-- RECORD EXCERPTS follows --
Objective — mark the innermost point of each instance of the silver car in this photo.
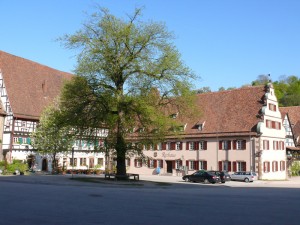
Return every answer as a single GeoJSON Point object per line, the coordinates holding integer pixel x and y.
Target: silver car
{"type": "Point", "coordinates": [244, 176]}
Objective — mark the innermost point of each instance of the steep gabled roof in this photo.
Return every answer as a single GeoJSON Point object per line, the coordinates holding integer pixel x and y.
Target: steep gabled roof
{"type": "Point", "coordinates": [293, 112]}
{"type": "Point", "coordinates": [30, 86]}
{"type": "Point", "coordinates": [232, 112]}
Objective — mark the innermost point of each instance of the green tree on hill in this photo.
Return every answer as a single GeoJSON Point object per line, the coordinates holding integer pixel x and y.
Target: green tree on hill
{"type": "Point", "coordinates": [129, 78]}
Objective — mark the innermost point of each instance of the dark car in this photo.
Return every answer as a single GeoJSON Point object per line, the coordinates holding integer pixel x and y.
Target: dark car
{"type": "Point", "coordinates": [224, 176]}
{"type": "Point", "coordinates": [202, 176]}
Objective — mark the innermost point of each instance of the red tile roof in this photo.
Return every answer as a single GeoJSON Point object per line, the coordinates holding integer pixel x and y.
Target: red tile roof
{"type": "Point", "coordinates": [232, 112]}
{"type": "Point", "coordinates": [293, 112]}
{"type": "Point", "coordinates": [30, 86]}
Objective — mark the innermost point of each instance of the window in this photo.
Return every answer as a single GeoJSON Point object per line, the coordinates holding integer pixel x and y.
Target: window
{"type": "Point", "coordinates": [273, 124]}
{"type": "Point", "coordinates": [138, 163]}
{"type": "Point", "coordinates": [178, 164]}
{"type": "Point", "coordinates": [202, 145]}
{"type": "Point", "coordinates": [191, 165]}
{"type": "Point", "coordinates": [16, 140]}
{"type": "Point", "coordinates": [100, 162]}
{"type": "Point", "coordinates": [159, 163]}
{"type": "Point", "coordinates": [168, 147]}
{"type": "Point", "coordinates": [192, 146]}
{"type": "Point", "coordinates": [202, 165]}
{"type": "Point", "coordinates": [282, 165]}
{"type": "Point", "coordinates": [239, 144]}
{"type": "Point", "coordinates": [75, 162]}
{"type": "Point", "coordinates": [159, 146]}
{"type": "Point", "coordinates": [226, 145]}
{"type": "Point", "coordinates": [272, 107]}
{"type": "Point", "coordinates": [178, 146]}
{"type": "Point", "coordinates": [239, 166]}
{"type": "Point", "coordinates": [266, 167]}
{"type": "Point", "coordinates": [82, 161]}
{"type": "Point", "coordinates": [274, 166]}
{"type": "Point", "coordinates": [266, 145]}
{"type": "Point", "coordinates": [151, 163]}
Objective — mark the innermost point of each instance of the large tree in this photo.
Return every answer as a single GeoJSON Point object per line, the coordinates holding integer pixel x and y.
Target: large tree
{"type": "Point", "coordinates": [130, 78]}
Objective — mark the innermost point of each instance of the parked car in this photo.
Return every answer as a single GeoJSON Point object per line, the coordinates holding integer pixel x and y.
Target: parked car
{"type": "Point", "coordinates": [244, 176]}
{"type": "Point", "coordinates": [224, 176]}
{"type": "Point", "coordinates": [202, 176]}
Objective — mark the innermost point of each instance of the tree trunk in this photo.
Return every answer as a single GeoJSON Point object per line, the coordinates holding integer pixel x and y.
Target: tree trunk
{"type": "Point", "coordinates": [121, 152]}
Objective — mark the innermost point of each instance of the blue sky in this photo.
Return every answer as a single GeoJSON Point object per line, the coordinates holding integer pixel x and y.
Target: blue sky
{"type": "Point", "coordinates": [228, 43]}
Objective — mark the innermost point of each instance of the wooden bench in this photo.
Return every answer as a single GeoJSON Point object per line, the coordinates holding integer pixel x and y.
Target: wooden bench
{"type": "Point", "coordinates": [127, 176]}
{"type": "Point", "coordinates": [134, 175]}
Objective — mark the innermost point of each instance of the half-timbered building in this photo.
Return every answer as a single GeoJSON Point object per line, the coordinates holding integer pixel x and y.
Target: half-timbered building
{"type": "Point", "coordinates": [26, 88]}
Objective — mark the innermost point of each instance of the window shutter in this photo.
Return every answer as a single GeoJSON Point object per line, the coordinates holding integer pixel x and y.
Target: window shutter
{"type": "Point", "coordinates": [205, 165]}
{"type": "Point", "coordinates": [229, 166]}
{"type": "Point", "coordinates": [161, 163]}
{"type": "Point", "coordinates": [128, 161]}
{"type": "Point", "coordinates": [244, 144]}
{"type": "Point", "coordinates": [187, 163]}
{"type": "Point", "coordinates": [172, 146]}
{"type": "Point", "coordinates": [244, 166]}
{"type": "Point", "coordinates": [234, 145]}
{"type": "Point", "coordinates": [196, 165]}
{"type": "Point", "coordinates": [234, 166]}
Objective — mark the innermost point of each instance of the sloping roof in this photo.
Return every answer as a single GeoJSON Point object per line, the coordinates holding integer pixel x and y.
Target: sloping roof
{"type": "Point", "coordinates": [30, 86]}
{"type": "Point", "coordinates": [232, 112]}
{"type": "Point", "coordinates": [293, 112]}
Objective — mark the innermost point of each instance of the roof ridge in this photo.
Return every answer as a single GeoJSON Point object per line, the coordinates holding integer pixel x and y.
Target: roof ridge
{"type": "Point", "coordinates": [31, 61]}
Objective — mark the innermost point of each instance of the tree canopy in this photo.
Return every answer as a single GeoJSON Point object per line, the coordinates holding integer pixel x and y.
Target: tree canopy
{"type": "Point", "coordinates": [129, 77]}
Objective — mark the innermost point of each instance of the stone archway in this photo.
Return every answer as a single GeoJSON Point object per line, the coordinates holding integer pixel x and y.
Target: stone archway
{"type": "Point", "coordinates": [44, 165]}
{"type": "Point", "coordinates": [30, 161]}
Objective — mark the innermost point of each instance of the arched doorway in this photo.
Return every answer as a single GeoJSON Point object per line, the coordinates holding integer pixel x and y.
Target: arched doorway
{"type": "Point", "coordinates": [30, 161]}
{"type": "Point", "coordinates": [44, 165]}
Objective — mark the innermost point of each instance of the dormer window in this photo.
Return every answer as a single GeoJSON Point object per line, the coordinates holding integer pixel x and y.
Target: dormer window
{"type": "Point", "coordinates": [141, 130]}
{"type": "Point", "coordinates": [174, 115]}
{"type": "Point", "coordinates": [200, 125]}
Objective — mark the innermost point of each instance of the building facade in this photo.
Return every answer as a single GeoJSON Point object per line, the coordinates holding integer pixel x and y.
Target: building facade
{"type": "Point", "coordinates": [26, 88]}
{"type": "Point", "coordinates": [237, 130]}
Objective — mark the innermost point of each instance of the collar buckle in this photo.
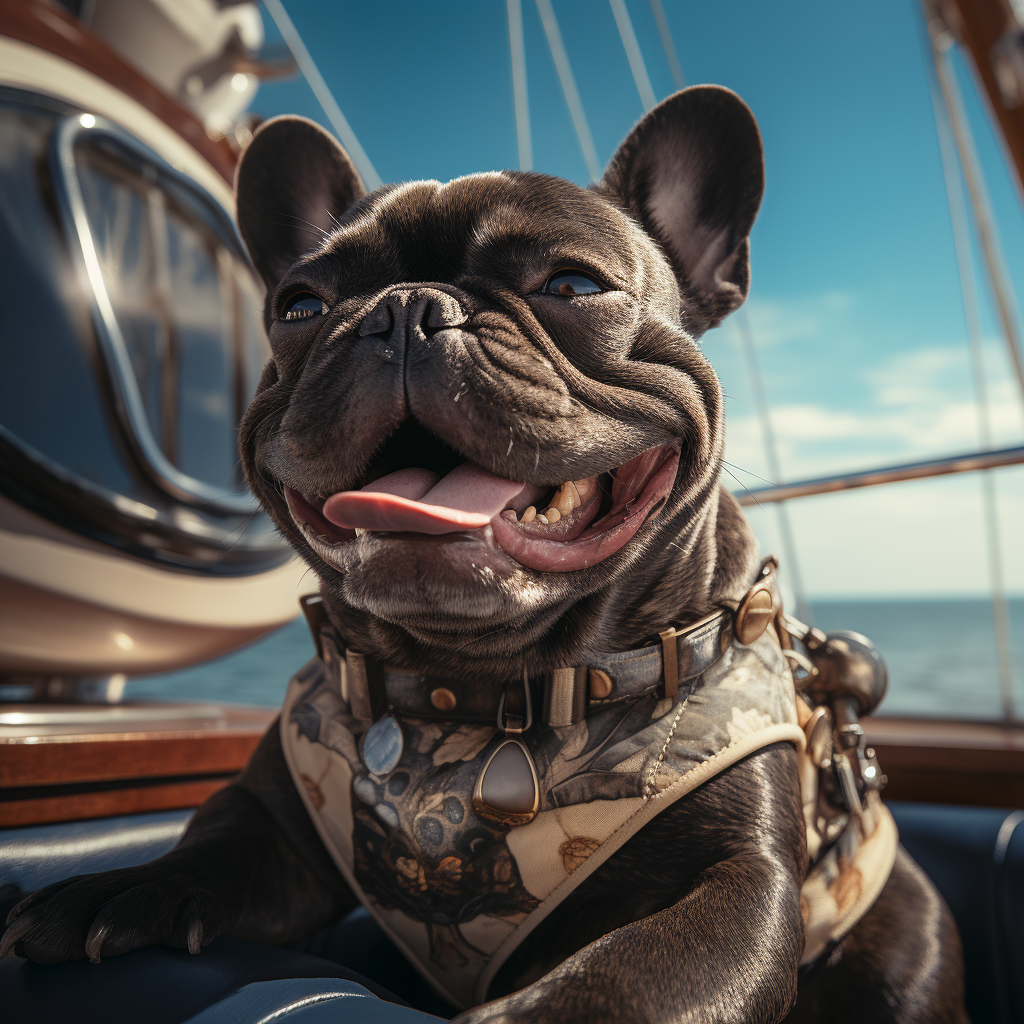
-- RECORD EXCERPTS concluded --
▸ PROBLEM DETAILS
Give the data above again in full and unchanged, skipping the pictures.

▸ THE COMPLETED TASK
Objective — mark the innermost point of each instance of the silver car in this photo.
Return every answer as a single GeoJSON Point object per line, the coordinates holding integer pixel x and y.
Target: silver car
{"type": "Point", "coordinates": [244, 176]}
Objective — mark the innermost point of each instance of the steep gabled roof in this photo.
Return every answer as a single GeoJSON Point object per line, the coordinates holding integer pixel x and y.
Target: steep gabled roof
{"type": "Point", "coordinates": [293, 112]}
{"type": "Point", "coordinates": [30, 86]}
{"type": "Point", "coordinates": [232, 112]}
Objective — mark the innermost point of each instance of the green tree on hill in this photo.
Return every answer as a single GeoJSON Point object per line, the coordinates holding integer pixel x and y.
Target: green tree on hill
{"type": "Point", "coordinates": [129, 78]}
Objective — mark the innermost point of each instance of the dark car in this photo.
Return every answer as a single GeoJSON Point object per line, the coordinates holding integer pixel x and y.
Target: dark car
{"type": "Point", "coordinates": [224, 176]}
{"type": "Point", "coordinates": [202, 176]}
Objective — mark the innermost point of each instance of the red tile roof in this photo.
Return every answer as a single GeoJSON Point object per line, the coordinates holding integer pixel x and y.
Target: red tile roof
{"type": "Point", "coordinates": [232, 112]}
{"type": "Point", "coordinates": [293, 112]}
{"type": "Point", "coordinates": [30, 86]}
Objective — mark the innermost point of each instance of the window in this photo.
Return every answer as a single GeoJSON Point object per line, the coordinates holding integer pixel x and y.
Target: window
{"type": "Point", "coordinates": [273, 124]}
{"type": "Point", "coordinates": [138, 163]}
{"type": "Point", "coordinates": [178, 164]}
{"type": "Point", "coordinates": [202, 145]}
{"type": "Point", "coordinates": [191, 165]}
{"type": "Point", "coordinates": [16, 140]}
{"type": "Point", "coordinates": [100, 162]}
{"type": "Point", "coordinates": [159, 163]}
{"type": "Point", "coordinates": [168, 147]}
{"type": "Point", "coordinates": [192, 146]}
{"type": "Point", "coordinates": [202, 165]}
{"type": "Point", "coordinates": [282, 165]}
{"type": "Point", "coordinates": [239, 144]}
{"type": "Point", "coordinates": [75, 162]}
{"type": "Point", "coordinates": [159, 146]}
{"type": "Point", "coordinates": [226, 145]}
{"type": "Point", "coordinates": [272, 107]}
{"type": "Point", "coordinates": [178, 146]}
{"type": "Point", "coordinates": [239, 166]}
{"type": "Point", "coordinates": [266, 167]}
{"type": "Point", "coordinates": [82, 161]}
{"type": "Point", "coordinates": [274, 166]}
{"type": "Point", "coordinates": [266, 145]}
{"type": "Point", "coordinates": [151, 163]}
Objective — mark the innermost point of each instance of the large tree in this photo.
Return every answer as a single GeoJSON Point object per line, the coordinates holding integer pixel x and y.
Target: large tree
{"type": "Point", "coordinates": [130, 78]}
Objective — mark the innermost point of each instance of the parked car in this photo.
Return every answer as a single GeoJSON Point object per line, the coordinates holding integer pixel x and y.
Target: parked car
{"type": "Point", "coordinates": [244, 176]}
{"type": "Point", "coordinates": [224, 176]}
{"type": "Point", "coordinates": [202, 176]}
Objective — mark the innermost point of each instance of the tree trunk in this photo.
Return every answer as a single GeoJSON Point object per line, the coordinates holding integer pixel x and y.
Target: tree trunk
{"type": "Point", "coordinates": [121, 152]}
Objective — mark the innermost point of each instance of the blue sky in this photo.
Return every answer as a single GeoJSON Point object per line, the coordinates holding integer pixel x and y.
Target: blue sky
{"type": "Point", "coordinates": [228, 43]}
Objective — mark the innermost point of each instance of the wooden bench in this photo.
Return every answer as a single GeoJSON Point object per line, the coordinates holding integer pixel x and y.
Target: wooden bench
{"type": "Point", "coordinates": [127, 176]}
{"type": "Point", "coordinates": [134, 175]}
Objective — mark the innermost point of each instance of the half-timbered building in this photo.
Return every answer as a single GeoJSON Point object per line, the coordinates holding integer pixel x and y.
Target: half-timbered building
{"type": "Point", "coordinates": [26, 88]}
Objective — mark the innermost point of each instance of the window shutter in this photo.
Return every answer as a single GeoJSON Point object per line, the coordinates holding integer pixel x and y.
Target: window shutter
{"type": "Point", "coordinates": [205, 165]}
{"type": "Point", "coordinates": [229, 166]}
{"type": "Point", "coordinates": [161, 163]}
{"type": "Point", "coordinates": [128, 161]}
{"type": "Point", "coordinates": [244, 144]}
{"type": "Point", "coordinates": [187, 163]}
{"type": "Point", "coordinates": [172, 146]}
{"type": "Point", "coordinates": [244, 166]}
{"type": "Point", "coordinates": [234, 145]}
{"type": "Point", "coordinates": [196, 165]}
{"type": "Point", "coordinates": [234, 166]}
Objective — mark the innermost point of each instance of the sloping roof in this photo.
Return every answer as a single GeoJSON Point object per line, the coordinates holding integer pixel x and y.
Target: sloping roof
{"type": "Point", "coordinates": [30, 86]}
{"type": "Point", "coordinates": [232, 112]}
{"type": "Point", "coordinates": [293, 112]}
Objective — mark the innermost point of each instance of the roof ridge in this photo.
Return every answer as a single GeoJSON Point object per line, the coordinates holding integer pixel x and y.
Target: roof ridge
{"type": "Point", "coordinates": [31, 61]}
Objective — mark the innermost point of each instance of the tree canopy in this photo.
Return every answer as a single GeoJSON Point object per line, the coordinates holding integer pixel x and y.
Target: tree canopy
{"type": "Point", "coordinates": [129, 77]}
Objective — mark the innermost point of each instance of the stone archway in this photo.
Return every answer as a single GeoJSON Point object per line, the coordinates holding integer pixel x and y.
Target: stone archway
{"type": "Point", "coordinates": [44, 165]}
{"type": "Point", "coordinates": [30, 161]}
Objective — mark the innermost point of each instance of the arched doorway in this photo.
Return every answer as a single GeoJSON Point object per line, the coordinates holding integer pixel x and y.
Target: arched doorway
{"type": "Point", "coordinates": [30, 161]}
{"type": "Point", "coordinates": [44, 165]}
Objective — mark the innermost point of each instance of the dormer window in this photo.
Return every answer as a single GeoJSON Point object per line, the coordinates holding integer pixel x and y.
Target: dormer window
{"type": "Point", "coordinates": [141, 130]}
{"type": "Point", "coordinates": [174, 115]}
{"type": "Point", "coordinates": [200, 125]}
Objective — mark the innermost point of each instance of the building facade in this photo.
Return every answer as a single GeoJSON Point object per line, the coordinates holding integer pixel x and y.
Target: building facade
{"type": "Point", "coordinates": [26, 88]}
{"type": "Point", "coordinates": [237, 130]}
Objective — mark the innermost point of each instance of the collar buckle in this photo.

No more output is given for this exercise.